### LESETEXT ###
Perlentaucher-Notiz zur F.A.Z.-Rezension

Volkmar Wittmütz hat zwar auch Kritik zu diesem Buch anzumerken, doch hält er es alles in allem für eine "wirkliche Bereicherung unseres Bildes von dieser Epoche". Er ist beeindruckt von der schieren Menge der abgedruckten Bildpostkarten und stellt fest, dass der Autor zwar nicht zu völlig neuen Ergebnissen kommt, jedoch durchaus "überraschende Nuancen" freilegt. Lobend hebt der Rezensent hervor, dass May sich auch Gedanken zu den Arbeitsbedingungen von Postkartenverlagen und den Beförderungsbedingungen durch die Post gemacht hat. Die im Untertitel des Buches versprochene Untersuchung der "Untertanenerziehung" findet er allerdings überzogen. Das könnten die Bildpostkarten nicht leisten, und es würden somit "falsche Erwartungen" geweckt.

© Perlentaucher Medien GmbH

Frankfurter Allgemeine Zeitung - Rezension
Frankfurter Allgemeine Zeitung | Besprechung von 15.05.2000

Nie ohne Uniform oder Fahne
Bildpostkarten als Spiegel des Wilhelminismus

Otto May: Deutsch sein heißt treu sein. Ansichtskarten als Spiegel von Mentalität und Untertanenerziehung in der Wilhelminischen Ära (1888-1918). Verlag Lax, Hildesheim 1998. 717 Seiten, 1000 Abbildungen, 128,- Mark.
### DATENAUSZUG ###
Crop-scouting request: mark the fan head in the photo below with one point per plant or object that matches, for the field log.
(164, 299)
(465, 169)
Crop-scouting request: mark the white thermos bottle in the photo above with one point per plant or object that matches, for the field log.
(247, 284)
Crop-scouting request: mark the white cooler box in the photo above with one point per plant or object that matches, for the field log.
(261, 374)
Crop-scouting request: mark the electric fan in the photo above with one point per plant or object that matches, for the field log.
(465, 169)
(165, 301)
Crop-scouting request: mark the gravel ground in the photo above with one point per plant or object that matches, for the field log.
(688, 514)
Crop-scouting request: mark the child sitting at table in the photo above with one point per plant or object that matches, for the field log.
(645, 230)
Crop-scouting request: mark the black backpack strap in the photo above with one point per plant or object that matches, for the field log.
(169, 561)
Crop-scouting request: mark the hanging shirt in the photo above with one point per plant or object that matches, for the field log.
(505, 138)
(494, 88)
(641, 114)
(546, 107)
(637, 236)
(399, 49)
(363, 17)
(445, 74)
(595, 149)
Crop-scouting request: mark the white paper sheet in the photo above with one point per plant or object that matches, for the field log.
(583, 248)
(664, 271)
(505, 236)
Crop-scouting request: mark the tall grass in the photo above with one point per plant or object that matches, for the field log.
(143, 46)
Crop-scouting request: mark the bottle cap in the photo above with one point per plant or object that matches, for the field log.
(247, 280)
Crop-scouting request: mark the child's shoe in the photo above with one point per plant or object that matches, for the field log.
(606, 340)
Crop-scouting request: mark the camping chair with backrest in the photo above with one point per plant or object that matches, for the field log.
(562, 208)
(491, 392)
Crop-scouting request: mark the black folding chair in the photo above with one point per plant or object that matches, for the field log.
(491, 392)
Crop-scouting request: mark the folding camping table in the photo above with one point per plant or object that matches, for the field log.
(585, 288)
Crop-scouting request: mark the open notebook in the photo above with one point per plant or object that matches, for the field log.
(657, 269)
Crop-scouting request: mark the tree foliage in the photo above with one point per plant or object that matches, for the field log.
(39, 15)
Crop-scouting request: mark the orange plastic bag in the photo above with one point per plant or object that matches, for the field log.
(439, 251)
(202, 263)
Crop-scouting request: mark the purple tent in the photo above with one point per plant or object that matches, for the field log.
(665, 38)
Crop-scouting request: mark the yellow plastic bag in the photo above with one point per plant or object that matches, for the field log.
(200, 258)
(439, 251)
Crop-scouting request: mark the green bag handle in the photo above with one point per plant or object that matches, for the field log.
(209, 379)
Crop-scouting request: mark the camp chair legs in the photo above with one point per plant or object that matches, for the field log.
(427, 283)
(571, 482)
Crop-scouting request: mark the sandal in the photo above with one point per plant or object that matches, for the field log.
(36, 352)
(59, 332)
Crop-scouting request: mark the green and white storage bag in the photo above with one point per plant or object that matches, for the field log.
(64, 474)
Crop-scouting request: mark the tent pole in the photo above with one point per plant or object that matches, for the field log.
###
AUFGABEN:
[a] Wie viele Abbildungen enthält das im Lesetext besprochene Buch laut der bibliografischen Angabe?
[b] Überarbeiten Sie im Lesetext den Abschnitt von „Nie ohne Uniform“ bis „Abbildungen, 128,- Mark.“, und ersetzen Sie darin „Fahne“ durch „Flagge“.

DIE ANTWORTEN:
[a] 1000 Abbildungen.

[b]
Nie ohne Uniform oder Flagge
Bildpostkarten als Spiegel des Wilhelminismus

Otto May: Deutsch sein heißt treu sein. Ansichtskarten als Spiegel von Mentalität und Untertanenerziehung in der Wilhelminischen Ära (1888-1918). Verlag Lax, Hildesheim 1998. 717 Seiten, 1000 Abbildungen, 128,- Mark.